_ФРАГМЕНТ ДОКУМЕНТА_:
>>
Тема исторической альтернативы – из труднейших в историософии Гефтера. Здесь она хорошо проиллюстрирована на сюжете Столыпин – Ленин: крайние полюса аграрной альтернативы в империи предстают и соавторами Революции. Лучший русский премьер и безжалостный контрреволюционер Петр Столыпин невольно подстегнул мужицкую утопию черного передела. Ленин переиграл премьера на его поле и с его помощью. Без противоречивых реформ Столыпина сам Ленин остался бы вне игры. Безнадежным умником-одиночкой, как Роза Люксембург или – на другом конце спектра – националист Петр Струве, кумир Ульянова в молодости.

Читателя особенно затрудняет понимание гефтеровских размышлений о предальтернативах как генераторах истории (тема, которую у Гефтера особенно ценил А. М. Пятигорский). Предальтернатива – альтернатива едва наметившаяся, оставаясь невоплощенной. Она относится к неосуществленному и часто не могущему осуществиться. Но несбывшееся для потомков, для современников, действовавших тогда, часто выглядит реальным. Одни в этом видят дух времени и реальную ставку, другие – угрозу себе. Такая возможность, не найдя себе формы и языка, обычно забывается. Что не сбылось, того после будто и не бывало – ведь историки пишут от имени сбывшегося. А нам отсюда уже почти не понять, как несбывшееся порождало великих и чудовищных монстров истории.

Главный вывод Михаила Гефтера: мы и в новой России по сей день обитаем в ландшафте неостановленной мировой Революции, начатой петроградским обвалом Российской империи сто лет тому назад. Консервативная государственность РФ лишь видимость. Для Октября 1917 года свой термидор все никак не наступит, и важно понять: что именно удалось, когда русский термидор не удался? На каком такте неостановленной Революции Советский Союз рухнул, а мы застряли внутри? И к чему подходим теперь? В гефтеровском понимании Революция – антропологическая расселина, не имеющая причин, кроме себя самой и генезиса Homo historicus’a; ее духи могут вырваться снова. Но вряд ли тем красным знаменем интеллигентско-мужицкой утопии, которую Гефтер называет «марсианской», – утопией братства народов в едином человечестве. Сегодня вероятней выброс темной материи из той части спектра, куда «черный передел» сдвинул русскую великую и несчастную историю.
<<
_ЗАДАНИЕ 1_: Перечислите всех людей, которые названы во фрагменте по имени или фамилии. Каждого человека укажите один раз.
_ЗАДАНИЕ 2_: Выпишите из фрагмента без изменений весь текст, начиная со слов «Тема исторической альтернативы –» и вплоть до слов «Ульянова в молодости.».

_Записи из набора точечной разметки_:
>>
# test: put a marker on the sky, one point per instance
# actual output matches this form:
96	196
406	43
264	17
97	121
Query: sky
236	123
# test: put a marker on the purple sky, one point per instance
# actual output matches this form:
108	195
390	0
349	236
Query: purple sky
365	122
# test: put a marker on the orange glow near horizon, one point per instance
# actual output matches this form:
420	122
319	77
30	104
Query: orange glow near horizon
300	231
<<
>>
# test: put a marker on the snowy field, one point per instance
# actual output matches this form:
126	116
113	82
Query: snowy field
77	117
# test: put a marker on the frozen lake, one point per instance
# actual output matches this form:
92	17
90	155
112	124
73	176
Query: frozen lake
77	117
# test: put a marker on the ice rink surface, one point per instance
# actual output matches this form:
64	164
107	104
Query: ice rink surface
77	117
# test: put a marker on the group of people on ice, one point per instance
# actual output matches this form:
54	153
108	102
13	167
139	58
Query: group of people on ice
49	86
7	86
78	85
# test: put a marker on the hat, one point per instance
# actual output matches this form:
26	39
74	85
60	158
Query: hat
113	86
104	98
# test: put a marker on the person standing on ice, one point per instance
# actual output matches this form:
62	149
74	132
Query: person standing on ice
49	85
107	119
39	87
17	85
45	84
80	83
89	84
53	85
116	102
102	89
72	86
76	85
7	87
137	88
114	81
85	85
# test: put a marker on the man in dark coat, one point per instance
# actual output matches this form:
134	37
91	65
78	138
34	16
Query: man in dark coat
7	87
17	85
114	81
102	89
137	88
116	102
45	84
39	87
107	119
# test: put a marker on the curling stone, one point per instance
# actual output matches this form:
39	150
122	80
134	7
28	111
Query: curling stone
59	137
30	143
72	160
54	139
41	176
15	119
<<
_ПИСЬМЕННЫЙ ОТВЕТ 1_: Михаил Гефтер, Петр Столыпин, Ленин (Ульянов), Роза Люксембург, Петр Струве, А. М. Пятигорский.

_ПИСЬМЕННЫЙ ОТВЕТ 2_:
Тема исторической альтернативы – из труднейших в историософии Гефтера. Здесь она хорошо проиллюстрирована на сюжете Столыпин – Ленин: крайние полюса аграрной альтернативы в империи предстают и соавторами Революции. Лучший русский премьер и безжалостный контрреволюционер Петр Столыпин невольно подстегнул мужицкую утопию черного передела. Ленин переиграл премьера на его поле и с его помощью. Без противоречивых реформ Столыпина сам Ленин остался бы вне игры. Безнадежным умником-одиночкой, как Роза Люксембург или – на другом конце спектра – националист Петр Струве, кумир Ульянова в молодости.